**What the task requires**
Transcribe only part of the material below: the lines from the one containing "[(361, 361), (182, 321), (583, 14)]" through the one containing "[(139, 114), (169, 265), (567, 363), (34, 148)]", inclusive, exactly as written.

**Dataset entries**

========

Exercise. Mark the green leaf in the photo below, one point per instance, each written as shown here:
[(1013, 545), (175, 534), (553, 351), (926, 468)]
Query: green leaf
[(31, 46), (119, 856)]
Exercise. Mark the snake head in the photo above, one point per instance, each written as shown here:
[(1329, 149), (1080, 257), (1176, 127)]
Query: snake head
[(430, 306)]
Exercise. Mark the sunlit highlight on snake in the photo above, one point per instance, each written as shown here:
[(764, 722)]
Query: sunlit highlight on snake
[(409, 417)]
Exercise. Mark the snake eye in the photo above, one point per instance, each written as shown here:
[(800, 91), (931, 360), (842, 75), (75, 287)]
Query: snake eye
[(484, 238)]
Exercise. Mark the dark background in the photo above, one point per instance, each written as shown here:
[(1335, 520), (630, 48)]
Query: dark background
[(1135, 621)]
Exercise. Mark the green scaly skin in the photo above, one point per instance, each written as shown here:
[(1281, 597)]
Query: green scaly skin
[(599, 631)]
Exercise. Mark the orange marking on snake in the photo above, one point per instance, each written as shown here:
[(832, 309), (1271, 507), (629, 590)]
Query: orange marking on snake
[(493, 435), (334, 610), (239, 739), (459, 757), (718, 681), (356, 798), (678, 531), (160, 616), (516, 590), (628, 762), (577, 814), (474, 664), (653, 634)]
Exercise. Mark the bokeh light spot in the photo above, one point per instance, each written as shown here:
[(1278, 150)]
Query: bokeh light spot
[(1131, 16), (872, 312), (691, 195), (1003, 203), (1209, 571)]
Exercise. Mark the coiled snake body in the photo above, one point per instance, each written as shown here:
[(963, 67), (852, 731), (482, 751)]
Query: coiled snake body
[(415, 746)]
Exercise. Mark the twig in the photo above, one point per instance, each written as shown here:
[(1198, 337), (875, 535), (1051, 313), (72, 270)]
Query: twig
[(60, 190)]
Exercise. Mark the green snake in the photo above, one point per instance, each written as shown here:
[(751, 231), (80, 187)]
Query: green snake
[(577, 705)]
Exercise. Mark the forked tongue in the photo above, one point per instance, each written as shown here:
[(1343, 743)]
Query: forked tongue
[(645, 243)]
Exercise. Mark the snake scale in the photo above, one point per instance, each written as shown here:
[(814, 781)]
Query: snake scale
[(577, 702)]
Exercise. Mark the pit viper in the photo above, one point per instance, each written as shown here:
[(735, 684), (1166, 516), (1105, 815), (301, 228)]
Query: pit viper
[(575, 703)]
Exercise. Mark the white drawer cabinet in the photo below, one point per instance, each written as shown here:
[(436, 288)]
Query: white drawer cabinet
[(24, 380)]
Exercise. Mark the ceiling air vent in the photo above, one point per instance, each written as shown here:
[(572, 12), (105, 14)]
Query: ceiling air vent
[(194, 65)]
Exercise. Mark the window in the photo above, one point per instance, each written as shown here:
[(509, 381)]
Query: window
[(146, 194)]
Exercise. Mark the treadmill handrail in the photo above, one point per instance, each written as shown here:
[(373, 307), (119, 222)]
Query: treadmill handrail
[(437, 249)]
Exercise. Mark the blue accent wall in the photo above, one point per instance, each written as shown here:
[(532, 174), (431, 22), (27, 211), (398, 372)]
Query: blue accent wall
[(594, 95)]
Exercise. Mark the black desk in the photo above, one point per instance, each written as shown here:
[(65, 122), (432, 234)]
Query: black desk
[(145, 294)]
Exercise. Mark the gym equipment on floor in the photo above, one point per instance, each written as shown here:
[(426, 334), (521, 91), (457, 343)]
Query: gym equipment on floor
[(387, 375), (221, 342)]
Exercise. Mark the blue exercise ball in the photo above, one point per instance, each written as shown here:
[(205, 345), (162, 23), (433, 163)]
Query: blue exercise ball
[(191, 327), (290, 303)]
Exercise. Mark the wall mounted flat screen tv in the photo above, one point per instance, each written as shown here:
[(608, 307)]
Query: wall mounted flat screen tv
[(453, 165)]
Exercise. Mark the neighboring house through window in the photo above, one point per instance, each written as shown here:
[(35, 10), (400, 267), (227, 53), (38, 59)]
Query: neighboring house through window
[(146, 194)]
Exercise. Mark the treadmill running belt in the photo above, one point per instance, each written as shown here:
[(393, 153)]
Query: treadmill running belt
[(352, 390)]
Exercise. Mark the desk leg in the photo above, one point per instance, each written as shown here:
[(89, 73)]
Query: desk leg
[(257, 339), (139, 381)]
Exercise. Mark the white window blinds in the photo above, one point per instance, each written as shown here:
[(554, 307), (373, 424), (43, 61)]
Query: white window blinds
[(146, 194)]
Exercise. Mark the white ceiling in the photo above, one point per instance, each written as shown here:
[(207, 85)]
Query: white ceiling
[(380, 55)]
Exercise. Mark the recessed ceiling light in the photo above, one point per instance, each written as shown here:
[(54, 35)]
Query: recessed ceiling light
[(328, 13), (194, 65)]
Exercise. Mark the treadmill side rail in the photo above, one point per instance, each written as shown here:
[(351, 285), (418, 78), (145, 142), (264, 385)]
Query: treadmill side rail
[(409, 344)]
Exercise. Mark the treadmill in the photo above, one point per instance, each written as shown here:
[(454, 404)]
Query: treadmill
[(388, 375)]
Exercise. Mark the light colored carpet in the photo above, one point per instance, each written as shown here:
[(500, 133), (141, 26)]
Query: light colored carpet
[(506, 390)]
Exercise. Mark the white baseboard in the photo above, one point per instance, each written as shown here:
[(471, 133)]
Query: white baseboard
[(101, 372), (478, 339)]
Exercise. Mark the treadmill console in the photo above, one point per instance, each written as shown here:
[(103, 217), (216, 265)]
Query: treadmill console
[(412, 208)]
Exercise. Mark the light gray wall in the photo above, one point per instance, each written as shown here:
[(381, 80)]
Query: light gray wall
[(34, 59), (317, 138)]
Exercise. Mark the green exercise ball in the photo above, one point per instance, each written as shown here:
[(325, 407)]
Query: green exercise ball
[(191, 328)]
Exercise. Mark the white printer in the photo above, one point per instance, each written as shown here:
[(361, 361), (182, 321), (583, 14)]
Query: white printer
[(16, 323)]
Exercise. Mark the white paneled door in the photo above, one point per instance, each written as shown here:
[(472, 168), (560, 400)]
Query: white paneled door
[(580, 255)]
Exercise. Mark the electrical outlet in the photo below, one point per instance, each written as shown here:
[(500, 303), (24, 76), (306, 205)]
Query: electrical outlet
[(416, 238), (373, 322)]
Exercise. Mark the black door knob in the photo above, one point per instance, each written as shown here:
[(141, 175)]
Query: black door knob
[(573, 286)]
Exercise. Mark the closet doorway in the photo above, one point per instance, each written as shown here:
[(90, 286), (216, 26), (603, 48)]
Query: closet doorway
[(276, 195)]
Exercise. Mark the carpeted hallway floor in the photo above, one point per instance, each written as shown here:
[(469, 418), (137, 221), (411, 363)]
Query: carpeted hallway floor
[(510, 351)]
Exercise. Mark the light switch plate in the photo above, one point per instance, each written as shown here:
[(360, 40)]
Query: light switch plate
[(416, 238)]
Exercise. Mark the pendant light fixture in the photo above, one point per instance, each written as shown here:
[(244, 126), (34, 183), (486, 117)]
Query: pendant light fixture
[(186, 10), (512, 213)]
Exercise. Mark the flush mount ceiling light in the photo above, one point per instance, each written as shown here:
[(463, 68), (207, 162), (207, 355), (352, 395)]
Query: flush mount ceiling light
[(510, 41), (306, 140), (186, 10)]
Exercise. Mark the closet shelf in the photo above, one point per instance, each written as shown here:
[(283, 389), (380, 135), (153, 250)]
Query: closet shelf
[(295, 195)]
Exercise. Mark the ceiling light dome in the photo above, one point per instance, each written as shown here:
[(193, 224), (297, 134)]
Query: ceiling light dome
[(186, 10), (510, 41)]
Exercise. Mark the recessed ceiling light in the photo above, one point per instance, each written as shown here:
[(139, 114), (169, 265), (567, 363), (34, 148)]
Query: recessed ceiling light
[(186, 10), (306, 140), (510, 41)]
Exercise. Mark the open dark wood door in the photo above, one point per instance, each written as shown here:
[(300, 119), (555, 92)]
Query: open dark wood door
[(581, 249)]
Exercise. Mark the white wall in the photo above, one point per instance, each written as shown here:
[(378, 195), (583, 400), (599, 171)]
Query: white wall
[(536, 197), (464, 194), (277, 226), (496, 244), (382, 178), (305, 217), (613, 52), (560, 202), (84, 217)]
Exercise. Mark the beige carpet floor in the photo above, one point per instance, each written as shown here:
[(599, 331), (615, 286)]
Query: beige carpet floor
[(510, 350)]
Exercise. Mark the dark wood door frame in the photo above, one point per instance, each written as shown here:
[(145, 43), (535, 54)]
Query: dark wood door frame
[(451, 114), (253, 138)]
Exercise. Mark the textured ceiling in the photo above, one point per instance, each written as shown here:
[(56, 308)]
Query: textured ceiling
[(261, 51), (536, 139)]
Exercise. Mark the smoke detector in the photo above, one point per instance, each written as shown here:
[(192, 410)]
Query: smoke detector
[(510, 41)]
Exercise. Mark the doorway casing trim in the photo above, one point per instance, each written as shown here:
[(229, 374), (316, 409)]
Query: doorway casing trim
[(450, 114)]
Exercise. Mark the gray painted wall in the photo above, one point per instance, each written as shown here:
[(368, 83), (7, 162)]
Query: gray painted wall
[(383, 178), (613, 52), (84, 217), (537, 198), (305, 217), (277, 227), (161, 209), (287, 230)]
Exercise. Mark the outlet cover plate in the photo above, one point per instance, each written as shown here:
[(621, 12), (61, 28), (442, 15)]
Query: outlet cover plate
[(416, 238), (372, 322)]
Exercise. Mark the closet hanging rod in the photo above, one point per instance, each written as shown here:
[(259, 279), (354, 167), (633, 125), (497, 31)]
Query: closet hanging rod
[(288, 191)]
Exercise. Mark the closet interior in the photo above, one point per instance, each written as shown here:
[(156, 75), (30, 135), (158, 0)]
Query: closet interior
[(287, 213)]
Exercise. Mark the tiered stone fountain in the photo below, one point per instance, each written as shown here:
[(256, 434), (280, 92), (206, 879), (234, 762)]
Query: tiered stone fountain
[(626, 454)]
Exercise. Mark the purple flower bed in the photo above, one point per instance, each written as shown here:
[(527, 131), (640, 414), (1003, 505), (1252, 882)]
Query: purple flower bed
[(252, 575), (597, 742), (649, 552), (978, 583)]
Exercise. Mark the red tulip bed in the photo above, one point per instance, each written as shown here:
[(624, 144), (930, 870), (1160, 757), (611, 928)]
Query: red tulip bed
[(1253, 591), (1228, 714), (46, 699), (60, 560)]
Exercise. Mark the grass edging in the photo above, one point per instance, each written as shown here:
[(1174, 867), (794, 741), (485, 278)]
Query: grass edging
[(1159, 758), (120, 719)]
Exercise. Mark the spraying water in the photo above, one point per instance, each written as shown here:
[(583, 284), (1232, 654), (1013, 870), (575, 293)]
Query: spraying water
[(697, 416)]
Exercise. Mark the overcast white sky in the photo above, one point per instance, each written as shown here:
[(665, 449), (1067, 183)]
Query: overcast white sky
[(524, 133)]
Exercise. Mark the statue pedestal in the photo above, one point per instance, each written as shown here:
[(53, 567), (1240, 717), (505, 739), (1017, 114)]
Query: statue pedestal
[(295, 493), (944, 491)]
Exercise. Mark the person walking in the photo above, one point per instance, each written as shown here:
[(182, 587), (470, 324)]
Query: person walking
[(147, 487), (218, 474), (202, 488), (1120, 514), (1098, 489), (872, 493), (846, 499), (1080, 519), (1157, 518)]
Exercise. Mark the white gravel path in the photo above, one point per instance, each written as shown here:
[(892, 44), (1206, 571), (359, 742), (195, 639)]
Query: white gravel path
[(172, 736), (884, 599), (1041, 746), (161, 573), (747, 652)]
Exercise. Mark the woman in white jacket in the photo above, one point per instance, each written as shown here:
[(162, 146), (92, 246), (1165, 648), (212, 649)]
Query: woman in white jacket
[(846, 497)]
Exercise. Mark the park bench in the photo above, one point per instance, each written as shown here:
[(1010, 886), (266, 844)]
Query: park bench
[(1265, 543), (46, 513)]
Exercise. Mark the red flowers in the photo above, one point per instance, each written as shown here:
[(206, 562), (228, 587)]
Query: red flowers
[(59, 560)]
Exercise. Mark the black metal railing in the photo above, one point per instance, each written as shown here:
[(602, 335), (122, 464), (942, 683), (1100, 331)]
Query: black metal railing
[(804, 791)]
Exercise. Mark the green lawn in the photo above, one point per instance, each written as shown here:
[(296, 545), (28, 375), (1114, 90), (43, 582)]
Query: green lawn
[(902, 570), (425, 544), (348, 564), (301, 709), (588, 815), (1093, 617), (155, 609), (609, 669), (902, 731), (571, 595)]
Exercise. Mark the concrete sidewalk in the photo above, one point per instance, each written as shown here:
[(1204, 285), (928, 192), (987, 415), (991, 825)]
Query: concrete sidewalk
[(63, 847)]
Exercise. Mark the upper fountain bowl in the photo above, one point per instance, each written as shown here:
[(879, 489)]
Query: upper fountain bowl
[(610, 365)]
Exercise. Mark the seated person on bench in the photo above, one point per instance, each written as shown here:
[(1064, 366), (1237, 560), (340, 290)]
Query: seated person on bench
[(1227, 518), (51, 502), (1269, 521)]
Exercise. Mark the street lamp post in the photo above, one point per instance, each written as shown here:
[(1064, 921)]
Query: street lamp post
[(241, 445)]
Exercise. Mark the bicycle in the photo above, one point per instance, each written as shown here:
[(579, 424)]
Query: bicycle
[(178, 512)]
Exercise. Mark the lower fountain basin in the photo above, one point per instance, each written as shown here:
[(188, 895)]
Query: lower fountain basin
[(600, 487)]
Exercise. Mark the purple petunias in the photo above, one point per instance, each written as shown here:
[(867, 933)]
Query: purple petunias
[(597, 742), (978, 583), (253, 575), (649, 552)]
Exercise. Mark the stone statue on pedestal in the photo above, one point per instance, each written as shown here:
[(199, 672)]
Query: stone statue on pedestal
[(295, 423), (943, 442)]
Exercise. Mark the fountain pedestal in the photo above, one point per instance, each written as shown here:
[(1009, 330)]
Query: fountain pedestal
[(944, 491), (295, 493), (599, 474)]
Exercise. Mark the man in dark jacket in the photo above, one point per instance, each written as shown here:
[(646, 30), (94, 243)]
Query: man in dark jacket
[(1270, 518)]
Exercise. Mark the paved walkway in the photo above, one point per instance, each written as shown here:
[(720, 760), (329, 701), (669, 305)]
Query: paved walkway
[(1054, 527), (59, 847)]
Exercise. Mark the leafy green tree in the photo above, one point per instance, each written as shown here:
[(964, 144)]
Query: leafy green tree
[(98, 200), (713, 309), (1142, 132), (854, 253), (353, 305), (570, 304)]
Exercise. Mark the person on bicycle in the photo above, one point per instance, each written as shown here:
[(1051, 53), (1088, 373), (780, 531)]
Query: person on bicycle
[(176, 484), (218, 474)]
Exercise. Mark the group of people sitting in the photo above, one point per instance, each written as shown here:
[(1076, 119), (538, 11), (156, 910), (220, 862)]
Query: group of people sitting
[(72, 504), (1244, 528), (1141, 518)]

========

**Solution**
[(361, 361), (182, 321), (583, 14)]
Query: white printer
[(16, 323)]
Exercise. Mark the white paneled door in the photo above, one point per instance, each written as shown here:
[(472, 168), (560, 400)]
Query: white paneled door
[(580, 255)]
Exercise. Mark the electrical outlet in the photo below, one point per instance, each written as shown here:
[(500, 303), (24, 76), (306, 205)]
Query: electrical outlet
[(416, 238), (373, 322)]
Exercise. Mark the black door knob in the photo above, one point per instance, each written as shown here:
[(141, 175)]
Query: black door knob
[(573, 286)]
Exercise. Mark the closet doorway in the photo above, one point per instance, each written as shown here:
[(90, 286), (216, 26), (603, 48)]
Query: closet doorway
[(276, 195)]
Exercise. Mark the carpeted hallway floor in the photo above, one point per instance, each written as shown here:
[(469, 418), (137, 221), (411, 363)]
Query: carpeted hallway floor
[(510, 351)]
Exercise. Mark the light switch plate in the photo above, one point per instance, each written as shown here:
[(360, 40)]
Query: light switch plate
[(416, 238)]
Exercise. Mark the pendant light fixture in the photo above, one point per instance, each written as shown here:
[(244, 126), (34, 183), (486, 117)]
Query: pendant light fixture
[(186, 10), (512, 213)]
Exercise. Mark the flush mount ceiling light in the photo above, one point per instance, each written as shown here:
[(463, 68), (207, 162), (207, 355), (352, 395)]
Query: flush mount ceiling light
[(510, 41), (306, 140), (186, 10)]
Exercise. Mark the closet shelf in the photo above, one point per instance, each written as shown here:
[(283, 389), (380, 135), (153, 250)]
Query: closet shelf
[(295, 195)]
Exercise. Mark the ceiling light dome in the photo above, one point per instance, each written as shown here:
[(193, 224), (297, 134)]
Query: ceiling light dome
[(186, 10), (510, 41)]
Exercise. Mark the recessed ceiling light in the photo above, one point per instance, each written as shown here:
[(139, 114), (169, 265), (567, 363), (34, 148)]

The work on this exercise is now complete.